> Region annotation entries
++++++++
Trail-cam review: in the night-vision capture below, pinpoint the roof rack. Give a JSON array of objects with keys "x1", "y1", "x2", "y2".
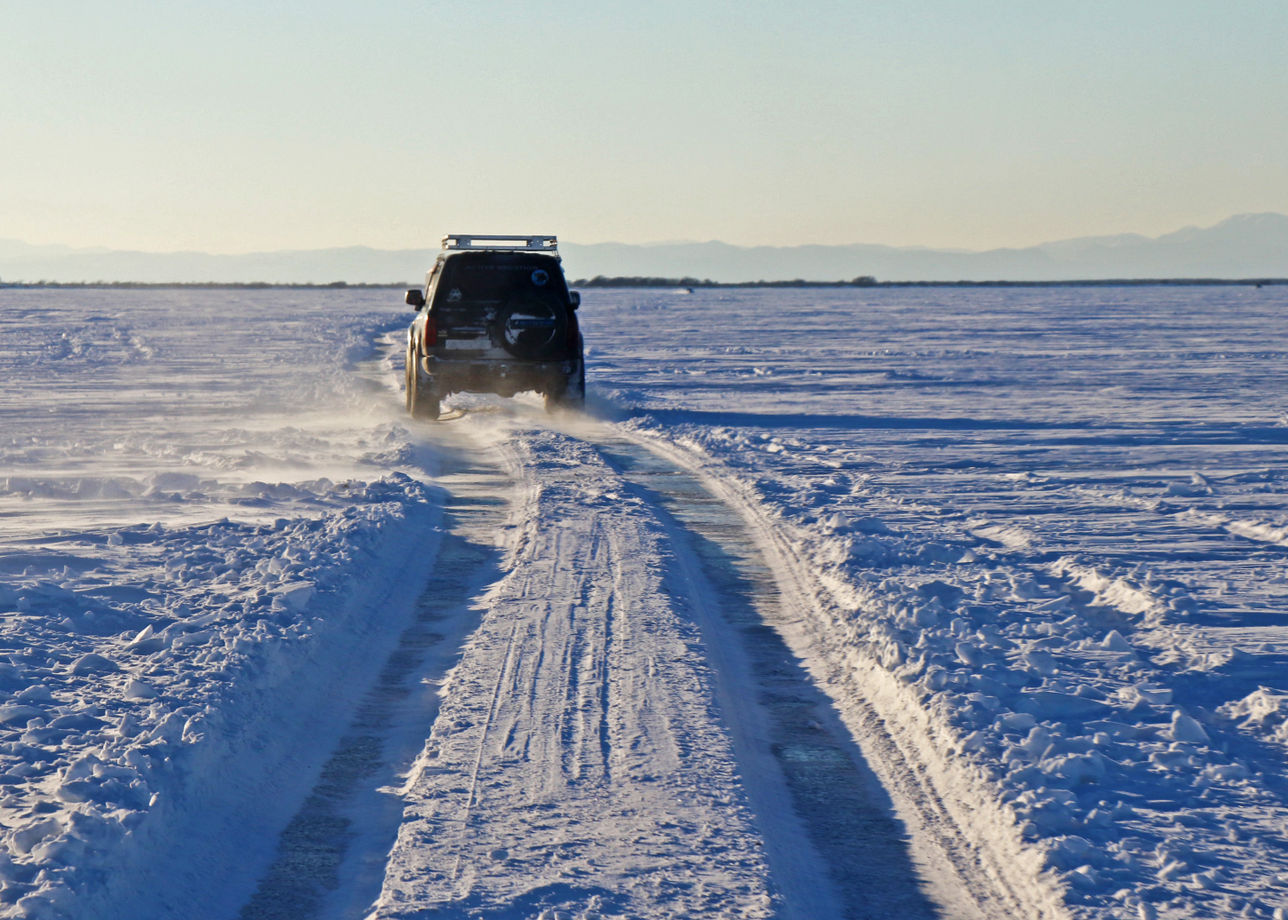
[{"x1": 443, "y1": 233, "x2": 559, "y2": 253}]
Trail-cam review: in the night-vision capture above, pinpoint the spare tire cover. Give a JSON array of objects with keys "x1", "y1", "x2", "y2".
[{"x1": 496, "y1": 298, "x2": 567, "y2": 361}]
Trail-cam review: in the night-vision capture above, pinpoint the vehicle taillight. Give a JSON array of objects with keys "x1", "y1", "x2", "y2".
[{"x1": 568, "y1": 313, "x2": 578, "y2": 354}]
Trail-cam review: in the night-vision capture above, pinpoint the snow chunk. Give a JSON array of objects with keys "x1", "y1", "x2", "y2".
[
  {"x1": 72, "y1": 652, "x2": 121, "y2": 676},
  {"x1": 1170, "y1": 710, "x2": 1211, "y2": 745}
]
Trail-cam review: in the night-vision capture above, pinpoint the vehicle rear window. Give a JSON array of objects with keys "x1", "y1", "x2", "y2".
[{"x1": 438, "y1": 259, "x2": 567, "y2": 304}]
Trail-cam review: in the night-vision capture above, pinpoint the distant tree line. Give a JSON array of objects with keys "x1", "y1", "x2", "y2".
[
  {"x1": 571, "y1": 274, "x2": 877, "y2": 287},
  {"x1": 0, "y1": 274, "x2": 1288, "y2": 291},
  {"x1": 0, "y1": 280, "x2": 408, "y2": 291}
]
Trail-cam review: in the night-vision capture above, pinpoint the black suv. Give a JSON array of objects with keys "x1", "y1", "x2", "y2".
[{"x1": 407, "y1": 233, "x2": 586, "y2": 419}]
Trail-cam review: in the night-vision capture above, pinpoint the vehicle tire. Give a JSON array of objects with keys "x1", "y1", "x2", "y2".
[
  {"x1": 493, "y1": 296, "x2": 568, "y2": 361},
  {"x1": 406, "y1": 345, "x2": 439, "y2": 419},
  {"x1": 546, "y1": 359, "x2": 586, "y2": 412}
]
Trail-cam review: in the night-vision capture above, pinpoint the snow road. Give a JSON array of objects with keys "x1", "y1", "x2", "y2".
[{"x1": 0, "y1": 289, "x2": 1288, "y2": 920}]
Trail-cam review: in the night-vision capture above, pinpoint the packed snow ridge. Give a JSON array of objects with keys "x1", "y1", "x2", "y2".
[{"x1": 0, "y1": 287, "x2": 1288, "y2": 920}]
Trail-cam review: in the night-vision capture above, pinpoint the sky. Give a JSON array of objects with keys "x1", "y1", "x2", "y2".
[{"x1": 0, "y1": 0, "x2": 1288, "y2": 253}]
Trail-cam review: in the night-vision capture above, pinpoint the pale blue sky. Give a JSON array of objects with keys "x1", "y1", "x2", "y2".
[{"x1": 0, "y1": 0, "x2": 1288, "y2": 253}]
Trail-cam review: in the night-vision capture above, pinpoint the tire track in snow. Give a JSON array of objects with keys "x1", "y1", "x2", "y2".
[
  {"x1": 598, "y1": 438, "x2": 947, "y2": 920},
  {"x1": 240, "y1": 440, "x2": 509, "y2": 920}
]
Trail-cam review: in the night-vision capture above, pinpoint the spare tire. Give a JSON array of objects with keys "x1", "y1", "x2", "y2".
[{"x1": 495, "y1": 298, "x2": 568, "y2": 361}]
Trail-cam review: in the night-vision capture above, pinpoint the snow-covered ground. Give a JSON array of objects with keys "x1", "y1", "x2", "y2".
[{"x1": 0, "y1": 287, "x2": 1288, "y2": 919}]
++++++++
Find every line in the material above that contains the word "tire", matching case, and copy each of those lines.

Trail-cam review: in the night-vision capture above, pinpoint the spare tire cover. Give a JSON array of objects with keys "x1", "y1", "x2", "y2".
Trail-cam review: in the night-vision capture above, pinpoint the vehicle tire. Give a JSON array of objects with keys "x1", "y1", "x2", "y2".
Trail-cam review: in the night-vision capture above, pinpoint the tire track in snow. Give a JSON array of objects with keys "x1", "y1", "x2", "y2".
Trail-cam review: in the night-vision capture above, pinpoint the spare tire. Give a JSON array of objects with keys "x1", "y1", "x2", "y2".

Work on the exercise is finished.